— Directions —
Pick up the news report on the BBC's apology to the Queen after its final sentence and carry it forward.

— Page excerpt —
☆ ☆ ☆ ☆ ☆
The BBC has apologised to the Queen for mistakenly showing footage that wrongly implied she walked out of a portrait session during a documentary.

The programme trailer showed the Queen in an exchange with photographer Annie Leibovitz, followed by a clip of her apparently walking off.

The footage, revealed to the press on Wednesday, was not intended to be seen and was shown in error, the BBC said.

The documentary, A Year With The Queen, will be shown later this year.

"The BBC would like to apologise to both the Queen and Annie Leibovitz for any upset this may have caused", the corporation said in a statement.

In a later joint statement, the BBC and production company RDF Media said the film had been edited out of sequence and supplied to the corporation in error.

Working life

Photographer Annie Leibovitz is seen in the trailer telling the Queen she will look better without her tiara because "the Garter robe is so..."

Before she can say "extraordinary", the Queen replies, pointing to what she is wearing: "Less dressy. What do you think this is?"

The clip then cuts to the Queen walking through the Palace saying to her lady-in-waiting: "I'm not changing anything. I've had enough dressing like this, thank you very much," implying she had stormed off from the portrait session.

But in fact, this clip was filmed before the photographs were taken.

Annie Leibovitz
Leibovitz is famous for her celebrity portraits

The trailer was shown to journalists at a press launch of the BBC's autumn schedule.

Stories describing what appeared to be the Queen walking out subsequently appeared widely, including on the BBC News website.

The BBC said the trailer was never intended to be seen by the public or the press and was shown to journalists "in error".

The footage had been supplied by production company RDF Media and the BBC had no idea it had been edited out of sequence, a joint statement from the BBC and RDF said.

"This assembly was never intended to be seen by the public or the press," the statement continued.

"Unfortunately, this assembly was given in error to the BBC personnel who were preparing the BBC One autumn launch tape."

RDF Media said it "would like to apologise to the Queen and Annie Leibovitz for this error".
☆ ☆ ☆ ☆ ☆
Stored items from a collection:
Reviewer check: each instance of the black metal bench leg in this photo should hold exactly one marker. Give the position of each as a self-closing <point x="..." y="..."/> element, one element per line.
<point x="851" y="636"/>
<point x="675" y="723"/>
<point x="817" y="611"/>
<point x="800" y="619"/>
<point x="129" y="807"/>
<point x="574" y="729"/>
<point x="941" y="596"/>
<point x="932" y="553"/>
☆ ☆ ☆ ☆ ☆
— Result —
Controller of BBC One Peter Fincham used the sequence "in good faith" and had no knowledge that an error had been made, the statement added.

Her Majesty posed for Leibovitz in Buckingham Palace in March for a series of portraits to mark her state visit to the US.

'Remarkable access'

Four official portraits of the Queen have since been released by the famous photographer, renowned for celebrity shots including an iconic photo of a naked John Lennon embracing a clothed Yoko Ono.

The five-part documentary will start on BBC One in the autumn.

The programme observes the working life of the Queen and other members of the Royal Family as they go about their duties at home and abroad.

Blue Peter logo
The Blue Peter team apologised after the error was discovered

It covers events including the Queen's 80th birthday celebrations, the State Opening of Parliament, Royal tours, investitures and garden parties.

Mr Fincham said the BBC had had "remarkable access" to the Royal Family.

The incident comes in the same week the BBC was fined 50,000 after the results of a Blue Peter competition were faked last November.

The show allowed a child visiting the studio to pose as a caller when technical problems stopped real calls getting through to the studio.

Media watchdog Ofcom criticised the BBC for "negligence" and for "making a child complicit" in the deception.

It is the first time Ofcom has imposed a financial penalty on the BBC for an editorial failure.